# Exercise
All lines holding the word "point" should be located in the records and copied.
= = = = = = =
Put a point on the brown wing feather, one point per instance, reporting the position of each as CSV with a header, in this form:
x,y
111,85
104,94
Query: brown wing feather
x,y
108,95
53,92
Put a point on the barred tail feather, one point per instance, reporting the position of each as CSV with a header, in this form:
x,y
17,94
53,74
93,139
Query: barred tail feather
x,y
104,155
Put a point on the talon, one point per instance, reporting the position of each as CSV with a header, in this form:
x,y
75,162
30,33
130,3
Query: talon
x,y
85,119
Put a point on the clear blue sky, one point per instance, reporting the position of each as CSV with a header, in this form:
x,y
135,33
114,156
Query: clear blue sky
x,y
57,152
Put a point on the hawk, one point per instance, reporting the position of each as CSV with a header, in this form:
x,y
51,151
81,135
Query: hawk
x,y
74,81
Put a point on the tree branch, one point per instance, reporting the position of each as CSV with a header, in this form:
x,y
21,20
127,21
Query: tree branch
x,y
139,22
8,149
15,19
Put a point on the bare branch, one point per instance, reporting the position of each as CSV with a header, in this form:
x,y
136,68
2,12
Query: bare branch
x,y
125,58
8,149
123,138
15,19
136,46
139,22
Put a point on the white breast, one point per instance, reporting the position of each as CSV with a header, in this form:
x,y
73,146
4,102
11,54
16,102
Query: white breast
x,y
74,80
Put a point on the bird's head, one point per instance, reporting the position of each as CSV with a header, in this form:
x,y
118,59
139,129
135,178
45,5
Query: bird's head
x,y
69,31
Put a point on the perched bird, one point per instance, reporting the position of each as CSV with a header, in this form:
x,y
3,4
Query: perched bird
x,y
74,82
= = = = = = =
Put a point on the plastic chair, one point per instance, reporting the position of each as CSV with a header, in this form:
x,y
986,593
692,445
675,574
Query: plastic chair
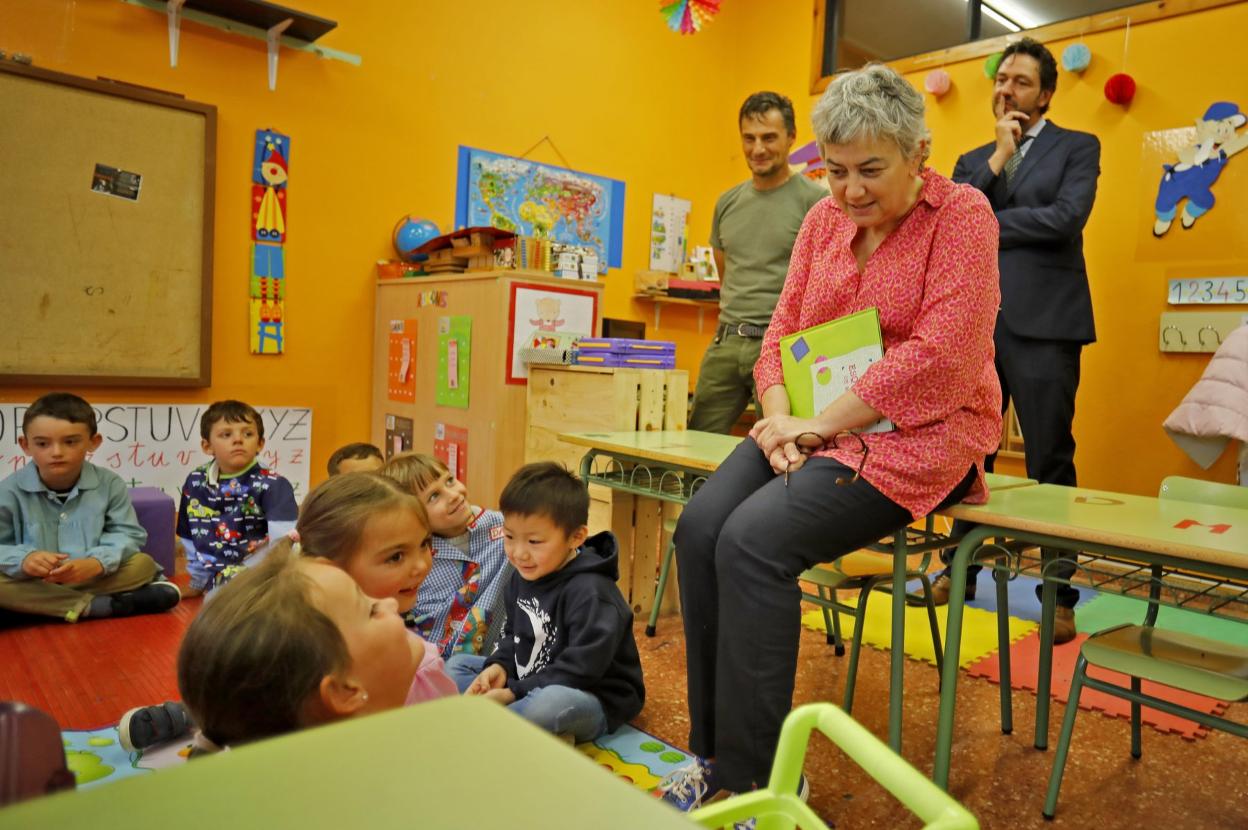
= = = = = = =
# Your solution
Put a point on the brown wing feather, one point per instance, reporting the position of each as CSV with a header, in this form:
Put a point on the barred tail feather, one point per instance, reporting the position of each as CSV with a header, in this form:
Put a point on the talon, one point per instance, reporting the position of each as CSV with a header, in this form:
Put a point on the clear blue sky, one point per instance, reporting the position of each as CSV with a header, in this form:
Put a point on the hawk, one point per instance, reporting the position of each as CSV with a header, in this form:
Put a point on the tree branch, one point per instance, reporting the position of each as CSV with a header, in this form:
Put a point on the bare branch, one point per instance, reporting the position of each as CSV with a header, in this form:
Put a point on the white breast, one point per instance, reporting the position of each as CSV with a header, in this form:
Put a point on the bird's head, one point per instance, reporting the position of each as CSV with a header, in this form:
Put a point on the perched bird, one point per instance, reporting the position of each as CSV with a header, in this form:
Put a point on the plastic chair, one point per instance, reporting the position of each as CSV with a header, in this form:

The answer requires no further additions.